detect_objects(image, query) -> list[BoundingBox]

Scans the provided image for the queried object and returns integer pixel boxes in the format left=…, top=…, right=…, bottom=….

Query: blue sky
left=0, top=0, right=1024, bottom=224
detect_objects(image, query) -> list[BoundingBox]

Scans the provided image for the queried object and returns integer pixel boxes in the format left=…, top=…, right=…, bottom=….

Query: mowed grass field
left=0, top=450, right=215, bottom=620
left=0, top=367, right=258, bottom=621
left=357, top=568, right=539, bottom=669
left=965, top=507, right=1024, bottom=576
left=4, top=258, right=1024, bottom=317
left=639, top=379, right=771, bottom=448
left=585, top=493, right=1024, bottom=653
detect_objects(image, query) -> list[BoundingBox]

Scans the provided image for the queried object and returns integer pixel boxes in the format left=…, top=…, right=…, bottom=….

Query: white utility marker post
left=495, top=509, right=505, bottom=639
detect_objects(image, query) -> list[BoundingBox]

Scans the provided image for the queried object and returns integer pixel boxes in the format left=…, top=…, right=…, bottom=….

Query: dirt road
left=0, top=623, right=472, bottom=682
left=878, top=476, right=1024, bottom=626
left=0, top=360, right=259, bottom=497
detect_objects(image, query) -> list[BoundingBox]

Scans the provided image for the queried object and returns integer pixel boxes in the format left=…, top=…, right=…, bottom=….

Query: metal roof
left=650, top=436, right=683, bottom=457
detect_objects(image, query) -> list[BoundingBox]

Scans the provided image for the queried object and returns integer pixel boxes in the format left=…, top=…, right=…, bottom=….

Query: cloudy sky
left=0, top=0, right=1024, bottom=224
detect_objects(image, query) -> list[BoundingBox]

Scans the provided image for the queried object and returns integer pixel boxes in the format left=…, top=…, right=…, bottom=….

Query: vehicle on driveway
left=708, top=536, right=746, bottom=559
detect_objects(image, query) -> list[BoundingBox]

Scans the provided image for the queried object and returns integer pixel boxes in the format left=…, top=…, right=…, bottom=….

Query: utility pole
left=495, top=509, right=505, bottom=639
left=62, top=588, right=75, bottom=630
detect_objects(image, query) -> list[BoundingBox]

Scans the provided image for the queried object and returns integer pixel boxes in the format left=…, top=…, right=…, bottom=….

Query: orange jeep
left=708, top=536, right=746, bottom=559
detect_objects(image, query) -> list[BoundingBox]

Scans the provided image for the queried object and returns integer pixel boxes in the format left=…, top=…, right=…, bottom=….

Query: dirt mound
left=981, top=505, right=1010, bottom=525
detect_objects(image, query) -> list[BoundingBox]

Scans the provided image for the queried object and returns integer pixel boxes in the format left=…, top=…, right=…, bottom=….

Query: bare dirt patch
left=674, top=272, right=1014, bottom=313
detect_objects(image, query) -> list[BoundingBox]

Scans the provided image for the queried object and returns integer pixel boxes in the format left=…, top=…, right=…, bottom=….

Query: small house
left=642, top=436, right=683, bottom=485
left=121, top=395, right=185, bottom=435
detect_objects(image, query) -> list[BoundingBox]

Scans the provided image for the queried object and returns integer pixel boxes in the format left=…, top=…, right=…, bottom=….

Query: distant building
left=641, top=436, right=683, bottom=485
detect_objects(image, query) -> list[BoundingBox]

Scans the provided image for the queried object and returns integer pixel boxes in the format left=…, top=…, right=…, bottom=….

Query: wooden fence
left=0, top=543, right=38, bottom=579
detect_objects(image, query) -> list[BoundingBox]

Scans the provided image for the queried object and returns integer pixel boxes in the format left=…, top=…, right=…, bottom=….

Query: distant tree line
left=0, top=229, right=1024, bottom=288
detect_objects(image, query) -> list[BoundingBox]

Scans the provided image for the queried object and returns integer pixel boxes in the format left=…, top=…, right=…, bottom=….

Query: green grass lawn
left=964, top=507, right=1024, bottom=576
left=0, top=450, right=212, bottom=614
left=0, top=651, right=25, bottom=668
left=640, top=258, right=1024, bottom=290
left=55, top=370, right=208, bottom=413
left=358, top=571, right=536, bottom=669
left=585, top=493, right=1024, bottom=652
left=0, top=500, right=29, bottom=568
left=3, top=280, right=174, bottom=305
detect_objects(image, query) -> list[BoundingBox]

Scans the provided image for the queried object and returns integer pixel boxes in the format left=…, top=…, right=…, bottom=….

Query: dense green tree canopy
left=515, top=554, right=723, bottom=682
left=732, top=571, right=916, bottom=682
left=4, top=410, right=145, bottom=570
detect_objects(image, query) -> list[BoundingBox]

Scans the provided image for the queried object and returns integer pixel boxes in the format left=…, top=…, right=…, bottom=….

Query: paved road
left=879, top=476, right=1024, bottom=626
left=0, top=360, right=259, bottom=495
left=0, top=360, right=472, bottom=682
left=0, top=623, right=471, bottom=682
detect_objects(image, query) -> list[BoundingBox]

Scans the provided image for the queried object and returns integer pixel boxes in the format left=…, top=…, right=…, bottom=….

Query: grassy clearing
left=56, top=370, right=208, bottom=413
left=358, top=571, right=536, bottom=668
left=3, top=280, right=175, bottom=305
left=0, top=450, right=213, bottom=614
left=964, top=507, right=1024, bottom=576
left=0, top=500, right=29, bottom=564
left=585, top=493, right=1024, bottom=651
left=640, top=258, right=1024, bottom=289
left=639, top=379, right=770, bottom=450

• WHAT IS ASKED
Reproduce every entry shown above, precisely as it stands.

• RESULT FOR THIS TASK
detect_objects(image, query) -> list[BoundingBox]

Scans the provided image for the queried object and returns integer pixel boxes in the format left=…, top=…, right=…, bottom=….

Query: blue sky
left=0, top=0, right=1024, bottom=224
detect_objects(image, query) -> list[BoundingBox]

Scans the provided image for the queried object and returns integer pixel boxes in the format left=…, top=…, right=…, bottom=….

Query: mowed grass field
left=0, top=450, right=215, bottom=620
left=0, top=367, right=258, bottom=621
left=357, top=568, right=539, bottom=669
left=965, top=507, right=1024, bottom=576
left=4, top=258, right=1024, bottom=317
left=639, top=379, right=771, bottom=448
left=585, top=493, right=1024, bottom=653
detect_objects(image, query) -> list[BoundingBox]

Scans the provided image for the queried object and returns integer pixel boxes in the format left=…, top=…, right=…, bottom=….

Query: white utility marker post
left=495, top=509, right=505, bottom=639
detect_objects(image, query) -> list[BoundingBox]

Scans the provided image for the queried object and returns integer pixel boxes in the format left=…, top=…, right=…, bottom=….

Query: dirt road
left=0, top=623, right=472, bottom=682
left=878, top=476, right=1024, bottom=626
left=0, top=360, right=259, bottom=497
detect_objects(image, query) -> list[BoundingBox]

Scans the provided image for the queried object and returns integer pixel boxes in the format left=…, top=…, right=…, bottom=….

Query: metal roof
left=650, top=436, right=683, bottom=457
detect_objects(image, query) -> list[BoundingBox]

Scans the provided image for the queried object and returns integer pixel boxes in the format left=…, top=…, right=…, bottom=….

Query: cloudy sky
left=0, top=0, right=1024, bottom=224
detect_objects(image, query) -> list[BoundingBox]

Scans the provided image for the queried object and returns integer pixel boxes in the format left=…, top=…, right=…, bottom=….

Query: vehicle on driveway
left=708, top=536, right=746, bottom=559
detect_objects(image, query) -> list[BoundingBox]

Scans the provided image for the queried object and returns integer pixel boxes in the format left=…, top=…, right=…, bottom=….

Query: utility pole
left=495, top=509, right=505, bottom=639
left=62, top=588, right=75, bottom=630
detect_objects(image, query) -> list[BoundingBox]

Scans the provided image for the queried object and returns integer pixel boxes in the format left=…, top=…, right=…, bottom=….

Query: orange jeep
left=708, top=536, right=746, bottom=559
detect_objects(image, query) -> list[BoundingBox]

Scans the provided image for the queried object and returns integer pixel boxes in the format left=…, top=…, right=…, bottom=….

Query: dirt mound
left=981, top=505, right=1010, bottom=525
detect_objects(image, query) -> list[BoundingBox]

Scans the provided image for the queried object and returns integer pixel boxes in the format left=…, top=…, right=…, bottom=….

Query: bare dirt patch
left=674, top=272, right=1014, bottom=313
detect_objects(image, query) -> list[BoundingBox]

Scans the provided image for the queried object and returns integer pixel boxes in the format left=…, top=…, right=…, bottom=….

Query: small house
left=642, top=436, right=683, bottom=485
left=121, top=395, right=185, bottom=435
detect_objects(image, query) -> list[BoundingBox]

Scans the provided image for the queried object and returns integer pixel boxes in the format left=…, top=…, right=…, bottom=….

Query: distant building
left=641, top=436, right=683, bottom=485
detect_objects(image, query) -> list[BoundingBox]

Scans the provided image for the queried object and returns integer pixel boxes in the format left=…, top=…, right=…, bottom=….

Query: wooden fence
left=0, top=543, right=38, bottom=579
detect_objects(image, query) -> list[BoundingBox]

Scans the provided image for the queried object and returns integer pixel boxes in the format left=…, top=…, right=…, bottom=….

Query: distant tree line
left=0, top=229, right=1024, bottom=288
detect_objects(image, query) -> list[BoundingBox]

Scans the provided image for the queried object and returns integer pixel boxes in the format left=…, top=…, right=…, bottom=….

Query: green grass lawn
left=964, top=507, right=1024, bottom=576
left=0, top=450, right=212, bottom=614
left=0, top=651, right=25, bottom=668
left=640, top=258, right=1024, bottom=290
left=55, top=370, right=208, bottom=413
left=358, top=571, right=536, bottom=669
left=585, top=493, right=1024, bottom=652
left=0, top=500, right=29, bottom=568
left=3, top=280, right=174, bottom=305
detect_objects(image, query) -> list[BoundingBox]

Scans the provided image for the queried object and returns integer pixel boxes in the format left=…, top=…, right=…, bottom=….

Query: dense green tree canopy
left=515, top=554, right=723, bottom=682
left=732, top=571, right=916, bottom=682
left=4, top=410, right=145, bottom=570
detect_objects(image, query) -> list[BoundingBox]

Scans the provided image for the queried object and returns integer pixel boxes in the format left=…, top=…, right=…, bottom=….

Query: paved road
left=879, top=476, right=1024, bottom=626
left=0, top=360, right=259, bottom=495
left=0, top=360, right=472, bottom=682
left=0, top=623, right=471, bottom=682
detect_objects(image, query) -> list[BoundingBox]

Scans the provided image for the queried object and returns integer pixel boxes in the format left=…, top=…, right=…, bottom=….

Query: grassy clearing
left=56, top=370, right=208, bottom=413
left=358, top=571, right=536, bottom=668
left=3, top=280, right=175, bottom=305
left=0, top=450, right=213, bottom=614
left=964, top=507, right=1024, bottom=576
left=0, top=500, right=29, bottom=564
left=585, top=493, right=1024, bottom=651
left=640, top=258, right=1024, bottom=289
left=639, top=379, right=770, bottom=450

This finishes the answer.